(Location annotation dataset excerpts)
-=-=-

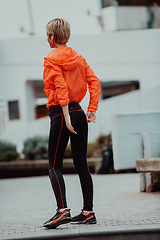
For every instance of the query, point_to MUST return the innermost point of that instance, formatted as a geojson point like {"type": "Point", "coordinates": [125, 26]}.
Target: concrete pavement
{"type": "Point", "coordinates": [122, 211]}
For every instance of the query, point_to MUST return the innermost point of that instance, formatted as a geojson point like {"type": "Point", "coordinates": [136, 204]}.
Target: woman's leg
{"type": "Point", "coordinates": [58, 139]}
{"type": "Point", "coordinates": [79, 152]}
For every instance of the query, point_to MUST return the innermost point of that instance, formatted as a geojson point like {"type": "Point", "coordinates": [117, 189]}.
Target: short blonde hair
{"type": "Point", "coordinates": [60, 28]}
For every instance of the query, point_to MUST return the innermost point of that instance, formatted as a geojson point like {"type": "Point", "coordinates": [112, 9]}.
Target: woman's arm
{"type": "Point", "coordinates": [67, 119]}
{"type": "Point", "coordinates": [91, 117]}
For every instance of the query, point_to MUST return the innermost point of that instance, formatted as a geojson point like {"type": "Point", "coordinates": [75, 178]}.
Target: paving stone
{"type": "Point", "coordinates": [25, 203]}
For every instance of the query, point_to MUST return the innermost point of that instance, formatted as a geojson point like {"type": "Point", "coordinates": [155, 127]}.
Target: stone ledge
{"type": "Point", "coordinates": [148, 165]}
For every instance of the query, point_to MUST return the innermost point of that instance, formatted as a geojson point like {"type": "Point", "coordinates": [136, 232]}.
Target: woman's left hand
{"type": "Point", "coordinates": [91, 117]}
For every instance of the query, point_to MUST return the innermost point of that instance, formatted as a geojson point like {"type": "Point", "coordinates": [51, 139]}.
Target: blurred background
{"type": "Point", "coordinates": [120, 41]}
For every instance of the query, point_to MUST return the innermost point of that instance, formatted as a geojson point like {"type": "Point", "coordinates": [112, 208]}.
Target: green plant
{"type": "Point", "coordinates": [36, 148]}
{"type": "Point", "coordinates": [8, 151]}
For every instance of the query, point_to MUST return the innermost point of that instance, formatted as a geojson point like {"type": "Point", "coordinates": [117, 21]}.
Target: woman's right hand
{"type": "Point", "coordinates": [68, 119]}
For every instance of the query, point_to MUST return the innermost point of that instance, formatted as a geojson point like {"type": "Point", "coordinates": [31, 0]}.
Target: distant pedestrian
{"type": "Point", "coordinates": [66, 76]}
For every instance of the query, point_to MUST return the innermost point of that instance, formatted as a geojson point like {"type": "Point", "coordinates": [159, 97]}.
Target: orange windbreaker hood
{"type": "Point", "coordinates": [65, 57]}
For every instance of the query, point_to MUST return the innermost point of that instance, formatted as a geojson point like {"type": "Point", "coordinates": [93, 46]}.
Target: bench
{"type": "Point", "coordinates": [149, 169]}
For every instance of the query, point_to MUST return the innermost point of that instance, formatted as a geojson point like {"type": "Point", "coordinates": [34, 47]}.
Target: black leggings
{"type": "Point", "coordinates": [58, 140]}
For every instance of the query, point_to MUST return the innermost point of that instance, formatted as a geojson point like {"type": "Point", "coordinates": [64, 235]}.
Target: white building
{"type": "Point", "coordinates": [122, 56]}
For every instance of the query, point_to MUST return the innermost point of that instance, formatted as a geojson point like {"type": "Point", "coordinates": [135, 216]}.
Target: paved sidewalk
{"type": "Point", "coordinates": [121, 209]}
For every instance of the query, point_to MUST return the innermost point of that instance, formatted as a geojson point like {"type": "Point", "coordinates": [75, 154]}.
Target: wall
{"type": "Point", "coordinates": [113, 56]}
{"type": "Point", "coordinates": [128, 131]}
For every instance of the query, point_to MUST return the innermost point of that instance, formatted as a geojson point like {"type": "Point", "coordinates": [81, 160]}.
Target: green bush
{"type": "Point", "coordinates": [8, 151]}
{"type": "Point", "coordinates": [36, 148]}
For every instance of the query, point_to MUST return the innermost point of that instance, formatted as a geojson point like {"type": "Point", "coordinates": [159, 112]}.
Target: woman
{"type": "Point", "coordinates": [66, 76]}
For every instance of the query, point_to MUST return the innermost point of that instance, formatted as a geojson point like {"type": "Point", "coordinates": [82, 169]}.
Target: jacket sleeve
{"type": "Point", "coordinates": [54, 80]}
{"type": "Point", "coordinates": [94, 87]}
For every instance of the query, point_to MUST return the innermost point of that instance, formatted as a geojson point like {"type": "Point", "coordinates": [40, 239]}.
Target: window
{"type": "Point", "coordinates": [114, 88]}
{"type": "Point", "coordinates": [36, 100]}
{"type": "Point", "coordinates": [13, 107]}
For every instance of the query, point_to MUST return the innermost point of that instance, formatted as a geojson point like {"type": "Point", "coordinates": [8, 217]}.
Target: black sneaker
{"type": "Point", "coordinates": [81, 218]}
{"type": "Point", "coordinates": [58, 219]}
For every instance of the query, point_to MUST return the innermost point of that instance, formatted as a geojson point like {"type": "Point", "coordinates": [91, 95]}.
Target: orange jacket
{"type": "Point", "coordinates": [66, 76]}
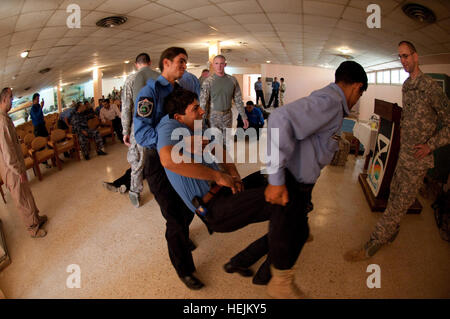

-=-=-

(WHAT IS EXPECTED)
Gather every line of the data above that contains the word "black", and copy each one out in full.

(FINAL RESULT)
Target: black leggings
Target: black sneaker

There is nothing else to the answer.